Extract to read =>
-----

And certain training, we should try and figure out first, where are the sellers are, and what’s their biggest opportunity to improve. And even if they’re really high-performing sales teams, it’s like any sport, right? You can be the world’s heavyweight champion of the world, right? Of boxing, but you know where you want to develop muscle and you want to develop strength or, refine certain techniques.

But you can probably talk to that very quickly if you’re engaged and say, “Hey, if you’re going to coach me for two hours, Muhammad Ali, and bring him back this is what I want you to work with me on.” So that’s the approach we’ve now been taking, and we think it’s crucial to get the alignment.

Because then when we’re asking those questions to the first line managers and they’re saying this is where I want your help. When we offer that help we’re going to get the adoption. We’re going to get the engagement because they’ve asked for it. 

I love that notion of elevate and inspire. How do you think about that when structuring your coaching programs, especially across regions and how can real-world coaching help drive consistent execution of your strategic initiatives around the world? 

So one of the first things we did, one of the first things I did when I joined the org is redevelop the sales process. We merged about two or three separate organizations together and they all had slightly different sales processes. So what we said is really what we feel is important is breaking down the sales process and looking at what are the capabilities that sellers need to really craft, and work on to be successful in any buy-in journey. So we now have is we have ten core sales competencies or sales capabilities that are mapped under our sales process. So what we’ve done is develop material around them, developed job aids, a pre-discovery planning worksheet, a vision engineering worksheet, and things like that.

Frameworks for mitigating objections using things like layer, and another approach is mid labels and mirroring and techniques like that, psychological selling techniques, and negotiation techniques. And we’ve developed assets around these things. So what we’re effectively doing when we’re aligning with the regions is talking to the regional manager about what they’re seeing in results where they’re seeing the average pipeline velocities and the kind of metrics around pipeline health.

We’ve got that presented now in dashboards. We’ve got a fantastic BI team here, so they’ve looked at a lot of depth on the pipeline, and our regional sales managers can have that dialogue with the sales manager in the region and say, “Hey, based on this, what capabilities do you think we can further develop in your teams?”

And then what we’re doing from there is building a programmatic approach to that. So instead of just doing a training and saying, we’re done, we’re actually building a four-week program or a six-week program around that, and we’re layering in different training, driving bespoke activities and workshop activities and different fun ways of engaging the teams.

-----

Items listed in a dataset

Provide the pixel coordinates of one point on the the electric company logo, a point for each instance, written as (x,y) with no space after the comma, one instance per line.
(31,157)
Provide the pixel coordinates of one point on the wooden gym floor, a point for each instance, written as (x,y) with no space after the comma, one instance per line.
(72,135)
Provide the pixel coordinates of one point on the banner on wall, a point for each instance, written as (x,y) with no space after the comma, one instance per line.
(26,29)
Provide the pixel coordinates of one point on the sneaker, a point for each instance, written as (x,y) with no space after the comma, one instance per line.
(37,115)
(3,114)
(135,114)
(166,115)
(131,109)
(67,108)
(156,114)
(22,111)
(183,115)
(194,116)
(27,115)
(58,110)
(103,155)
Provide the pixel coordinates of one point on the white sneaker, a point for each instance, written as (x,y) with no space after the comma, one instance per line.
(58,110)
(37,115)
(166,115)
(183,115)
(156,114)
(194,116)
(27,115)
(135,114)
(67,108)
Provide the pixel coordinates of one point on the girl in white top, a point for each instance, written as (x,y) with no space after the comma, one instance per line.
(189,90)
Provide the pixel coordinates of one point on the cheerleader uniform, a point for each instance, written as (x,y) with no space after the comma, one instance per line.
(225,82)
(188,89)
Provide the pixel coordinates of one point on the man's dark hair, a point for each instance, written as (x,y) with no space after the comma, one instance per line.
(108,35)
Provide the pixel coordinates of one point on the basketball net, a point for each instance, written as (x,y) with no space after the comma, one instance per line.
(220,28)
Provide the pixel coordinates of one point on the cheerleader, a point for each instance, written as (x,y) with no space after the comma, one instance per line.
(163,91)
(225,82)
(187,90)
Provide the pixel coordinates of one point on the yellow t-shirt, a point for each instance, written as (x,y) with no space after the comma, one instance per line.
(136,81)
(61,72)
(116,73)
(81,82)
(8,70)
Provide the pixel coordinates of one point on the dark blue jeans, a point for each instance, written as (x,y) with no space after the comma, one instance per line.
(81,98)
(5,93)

-----

Instructions to follow =>
Answer these questions using the sales coaching passage:
(a) How many core sales competencies are mapped under the sales process?
(b) Where are the pipeline metrics now presented?
(c) What lengths of program are being built instead of a single training?
These entries come from a separate source.

Output for this exercise =>
(a) Ten.
(b) In dashboards.
(c) A four-week or a six-week program.